Saved entries:

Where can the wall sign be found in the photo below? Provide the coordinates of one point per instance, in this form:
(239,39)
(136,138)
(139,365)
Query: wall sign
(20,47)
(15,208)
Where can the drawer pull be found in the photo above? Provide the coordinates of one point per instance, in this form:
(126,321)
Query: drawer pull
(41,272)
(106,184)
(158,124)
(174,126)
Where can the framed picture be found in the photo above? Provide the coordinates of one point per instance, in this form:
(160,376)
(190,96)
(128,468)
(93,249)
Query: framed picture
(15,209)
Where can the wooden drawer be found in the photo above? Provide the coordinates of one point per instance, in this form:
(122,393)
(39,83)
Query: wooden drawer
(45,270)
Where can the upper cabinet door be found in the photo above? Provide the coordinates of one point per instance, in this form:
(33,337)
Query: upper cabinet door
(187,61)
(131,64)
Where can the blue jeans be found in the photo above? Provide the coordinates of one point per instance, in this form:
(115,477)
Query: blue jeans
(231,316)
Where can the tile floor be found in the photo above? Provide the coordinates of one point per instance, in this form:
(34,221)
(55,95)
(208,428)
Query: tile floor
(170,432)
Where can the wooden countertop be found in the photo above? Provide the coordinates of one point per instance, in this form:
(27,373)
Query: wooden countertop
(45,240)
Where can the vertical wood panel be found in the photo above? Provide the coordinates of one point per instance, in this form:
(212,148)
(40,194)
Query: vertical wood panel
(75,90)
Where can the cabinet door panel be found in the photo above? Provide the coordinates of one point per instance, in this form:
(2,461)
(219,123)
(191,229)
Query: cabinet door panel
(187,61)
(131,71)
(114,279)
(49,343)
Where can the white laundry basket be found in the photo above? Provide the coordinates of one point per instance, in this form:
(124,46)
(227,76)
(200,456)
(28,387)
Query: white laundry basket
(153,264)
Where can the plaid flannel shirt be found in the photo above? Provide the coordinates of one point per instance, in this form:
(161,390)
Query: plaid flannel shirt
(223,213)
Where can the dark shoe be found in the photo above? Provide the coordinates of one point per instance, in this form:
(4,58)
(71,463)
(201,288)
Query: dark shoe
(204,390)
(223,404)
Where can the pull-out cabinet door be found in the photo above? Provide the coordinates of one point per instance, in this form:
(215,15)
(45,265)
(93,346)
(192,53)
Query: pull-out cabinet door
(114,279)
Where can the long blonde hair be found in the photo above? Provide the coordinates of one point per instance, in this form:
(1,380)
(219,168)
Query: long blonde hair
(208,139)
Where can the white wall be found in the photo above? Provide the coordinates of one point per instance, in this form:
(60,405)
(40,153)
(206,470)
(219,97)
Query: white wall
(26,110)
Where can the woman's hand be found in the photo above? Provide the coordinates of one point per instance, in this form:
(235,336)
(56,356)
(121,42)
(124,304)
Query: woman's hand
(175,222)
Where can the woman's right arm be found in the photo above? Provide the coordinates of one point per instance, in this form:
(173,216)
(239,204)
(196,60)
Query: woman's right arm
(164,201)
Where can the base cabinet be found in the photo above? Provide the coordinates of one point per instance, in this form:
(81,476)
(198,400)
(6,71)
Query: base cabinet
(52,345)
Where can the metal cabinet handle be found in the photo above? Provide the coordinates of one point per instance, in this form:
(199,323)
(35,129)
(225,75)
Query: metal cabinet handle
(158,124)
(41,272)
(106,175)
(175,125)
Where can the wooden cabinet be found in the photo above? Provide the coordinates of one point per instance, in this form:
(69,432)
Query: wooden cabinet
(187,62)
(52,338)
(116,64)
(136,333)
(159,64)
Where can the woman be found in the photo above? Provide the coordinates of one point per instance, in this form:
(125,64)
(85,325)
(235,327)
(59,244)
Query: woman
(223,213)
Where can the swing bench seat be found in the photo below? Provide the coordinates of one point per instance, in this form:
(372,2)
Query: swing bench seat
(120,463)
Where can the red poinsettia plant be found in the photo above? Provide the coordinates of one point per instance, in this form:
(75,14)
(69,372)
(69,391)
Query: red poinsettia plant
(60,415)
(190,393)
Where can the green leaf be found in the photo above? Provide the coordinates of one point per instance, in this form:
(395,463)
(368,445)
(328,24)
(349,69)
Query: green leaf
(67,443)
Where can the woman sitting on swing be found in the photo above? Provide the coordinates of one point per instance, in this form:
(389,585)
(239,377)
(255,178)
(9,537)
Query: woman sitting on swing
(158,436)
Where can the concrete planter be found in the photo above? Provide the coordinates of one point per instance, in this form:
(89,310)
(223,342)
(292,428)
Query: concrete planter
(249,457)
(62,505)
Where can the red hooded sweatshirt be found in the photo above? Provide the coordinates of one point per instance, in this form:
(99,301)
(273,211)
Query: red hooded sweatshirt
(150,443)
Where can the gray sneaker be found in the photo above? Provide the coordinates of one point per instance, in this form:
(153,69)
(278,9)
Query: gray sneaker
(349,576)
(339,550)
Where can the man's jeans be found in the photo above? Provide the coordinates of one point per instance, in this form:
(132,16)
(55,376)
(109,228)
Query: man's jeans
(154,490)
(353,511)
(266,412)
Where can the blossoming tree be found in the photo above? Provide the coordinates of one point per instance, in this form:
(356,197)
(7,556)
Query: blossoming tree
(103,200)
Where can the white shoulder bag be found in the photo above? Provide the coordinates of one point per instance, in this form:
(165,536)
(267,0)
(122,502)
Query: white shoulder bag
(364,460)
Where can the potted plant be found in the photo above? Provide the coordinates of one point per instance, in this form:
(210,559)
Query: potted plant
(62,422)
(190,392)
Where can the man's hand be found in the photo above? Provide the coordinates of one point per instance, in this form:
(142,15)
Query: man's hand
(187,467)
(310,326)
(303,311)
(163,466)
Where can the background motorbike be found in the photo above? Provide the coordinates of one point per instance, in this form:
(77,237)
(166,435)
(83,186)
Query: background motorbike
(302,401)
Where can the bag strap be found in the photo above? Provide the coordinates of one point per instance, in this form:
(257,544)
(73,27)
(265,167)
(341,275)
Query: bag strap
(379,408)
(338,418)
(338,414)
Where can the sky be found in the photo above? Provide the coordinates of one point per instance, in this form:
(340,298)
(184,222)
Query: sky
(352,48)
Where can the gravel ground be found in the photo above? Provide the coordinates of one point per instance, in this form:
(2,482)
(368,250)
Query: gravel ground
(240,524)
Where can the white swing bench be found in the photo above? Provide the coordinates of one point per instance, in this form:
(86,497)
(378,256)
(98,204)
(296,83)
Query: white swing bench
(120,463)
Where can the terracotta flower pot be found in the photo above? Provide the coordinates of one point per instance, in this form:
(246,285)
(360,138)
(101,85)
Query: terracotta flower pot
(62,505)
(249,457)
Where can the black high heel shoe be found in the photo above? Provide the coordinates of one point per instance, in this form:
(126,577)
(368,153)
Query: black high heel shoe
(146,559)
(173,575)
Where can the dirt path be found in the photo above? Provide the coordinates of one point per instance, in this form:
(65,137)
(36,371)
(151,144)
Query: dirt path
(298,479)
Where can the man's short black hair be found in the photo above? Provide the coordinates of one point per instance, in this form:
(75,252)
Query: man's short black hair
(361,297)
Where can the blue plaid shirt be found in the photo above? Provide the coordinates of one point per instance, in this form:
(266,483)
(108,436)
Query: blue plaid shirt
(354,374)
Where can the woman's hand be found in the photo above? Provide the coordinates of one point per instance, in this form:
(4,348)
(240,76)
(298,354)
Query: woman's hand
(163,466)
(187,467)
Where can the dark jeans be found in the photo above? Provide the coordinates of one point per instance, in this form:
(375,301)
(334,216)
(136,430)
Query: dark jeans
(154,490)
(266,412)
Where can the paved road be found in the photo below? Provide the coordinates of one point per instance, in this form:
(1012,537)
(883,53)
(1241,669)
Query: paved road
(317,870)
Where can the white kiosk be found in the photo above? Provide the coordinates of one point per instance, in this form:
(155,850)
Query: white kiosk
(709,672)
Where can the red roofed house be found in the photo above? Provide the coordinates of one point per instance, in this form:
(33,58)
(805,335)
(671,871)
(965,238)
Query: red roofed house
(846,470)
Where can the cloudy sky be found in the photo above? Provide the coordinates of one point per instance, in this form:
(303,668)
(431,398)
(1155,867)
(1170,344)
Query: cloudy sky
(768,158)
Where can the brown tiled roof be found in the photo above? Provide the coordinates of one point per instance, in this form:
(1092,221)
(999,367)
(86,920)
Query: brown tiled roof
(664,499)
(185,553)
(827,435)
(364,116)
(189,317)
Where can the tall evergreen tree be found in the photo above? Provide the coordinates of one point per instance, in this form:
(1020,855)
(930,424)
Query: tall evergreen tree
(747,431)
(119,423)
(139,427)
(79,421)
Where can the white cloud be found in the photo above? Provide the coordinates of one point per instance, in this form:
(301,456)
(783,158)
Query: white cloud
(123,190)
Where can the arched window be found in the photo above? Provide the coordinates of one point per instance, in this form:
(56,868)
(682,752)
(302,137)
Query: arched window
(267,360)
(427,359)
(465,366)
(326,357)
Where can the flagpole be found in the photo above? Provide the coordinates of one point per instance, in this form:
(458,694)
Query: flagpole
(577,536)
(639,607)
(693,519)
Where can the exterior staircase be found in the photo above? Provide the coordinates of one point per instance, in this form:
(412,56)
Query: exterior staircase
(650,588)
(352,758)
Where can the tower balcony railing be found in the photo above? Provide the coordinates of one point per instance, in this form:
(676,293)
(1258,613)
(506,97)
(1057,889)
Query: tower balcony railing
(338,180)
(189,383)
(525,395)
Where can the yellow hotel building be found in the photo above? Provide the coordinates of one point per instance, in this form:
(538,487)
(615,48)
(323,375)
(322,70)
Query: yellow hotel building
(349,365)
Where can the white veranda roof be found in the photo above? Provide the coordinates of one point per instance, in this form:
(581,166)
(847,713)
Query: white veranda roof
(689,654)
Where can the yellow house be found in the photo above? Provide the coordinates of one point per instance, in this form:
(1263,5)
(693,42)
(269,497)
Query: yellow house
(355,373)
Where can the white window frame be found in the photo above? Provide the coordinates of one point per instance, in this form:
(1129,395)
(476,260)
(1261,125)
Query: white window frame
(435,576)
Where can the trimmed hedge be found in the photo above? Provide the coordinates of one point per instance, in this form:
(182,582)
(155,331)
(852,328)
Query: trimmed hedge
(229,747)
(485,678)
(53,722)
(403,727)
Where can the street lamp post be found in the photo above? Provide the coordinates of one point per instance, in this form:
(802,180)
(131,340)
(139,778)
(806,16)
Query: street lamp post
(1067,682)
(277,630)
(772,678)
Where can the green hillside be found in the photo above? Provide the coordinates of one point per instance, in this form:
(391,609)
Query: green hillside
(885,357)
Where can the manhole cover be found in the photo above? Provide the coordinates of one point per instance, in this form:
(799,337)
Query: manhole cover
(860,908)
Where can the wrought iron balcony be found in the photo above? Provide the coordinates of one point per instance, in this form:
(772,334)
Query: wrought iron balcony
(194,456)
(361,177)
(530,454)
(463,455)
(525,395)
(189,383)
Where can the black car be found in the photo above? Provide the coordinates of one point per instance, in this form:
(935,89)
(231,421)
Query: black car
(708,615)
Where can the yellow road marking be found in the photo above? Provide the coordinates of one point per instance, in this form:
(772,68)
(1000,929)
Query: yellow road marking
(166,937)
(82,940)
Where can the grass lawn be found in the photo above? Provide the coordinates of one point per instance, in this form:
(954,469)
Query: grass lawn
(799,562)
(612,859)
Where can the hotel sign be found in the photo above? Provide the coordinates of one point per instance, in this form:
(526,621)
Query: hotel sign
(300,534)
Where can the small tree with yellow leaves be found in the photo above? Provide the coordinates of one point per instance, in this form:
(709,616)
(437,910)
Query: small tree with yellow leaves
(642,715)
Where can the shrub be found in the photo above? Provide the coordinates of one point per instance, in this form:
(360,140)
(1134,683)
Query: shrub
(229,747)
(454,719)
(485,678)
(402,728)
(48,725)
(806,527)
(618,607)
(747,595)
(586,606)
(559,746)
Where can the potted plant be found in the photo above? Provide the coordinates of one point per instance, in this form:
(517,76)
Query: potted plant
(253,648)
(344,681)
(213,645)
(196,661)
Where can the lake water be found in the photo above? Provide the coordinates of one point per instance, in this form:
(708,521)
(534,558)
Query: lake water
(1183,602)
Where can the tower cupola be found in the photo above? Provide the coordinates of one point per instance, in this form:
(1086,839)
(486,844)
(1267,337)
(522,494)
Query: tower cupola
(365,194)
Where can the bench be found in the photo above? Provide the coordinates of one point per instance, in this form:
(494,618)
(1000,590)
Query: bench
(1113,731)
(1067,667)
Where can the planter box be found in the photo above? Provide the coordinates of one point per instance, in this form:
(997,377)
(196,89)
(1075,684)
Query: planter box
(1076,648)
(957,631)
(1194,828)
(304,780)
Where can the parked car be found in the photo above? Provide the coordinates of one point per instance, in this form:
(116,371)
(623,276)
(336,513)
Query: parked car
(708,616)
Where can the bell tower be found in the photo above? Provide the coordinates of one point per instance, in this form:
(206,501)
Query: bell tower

▸ WHAT YOU NEED TO DO
Reproduce the data verbatim, from the line containing "Where can the parked" through the end of the data.

▸ ANSWER TO THIS EXERCISE
Where can the parked car be found in the photo above? Provide the coordinates of one point per instance, in this form:
(116,371)
(623,276)
(336,513)
Query: parked car
(708,616)
Where can the bell tower be found in the photo above? Provide the coordinates of one point per instance, in this form:
(206,501)
Query: bell tower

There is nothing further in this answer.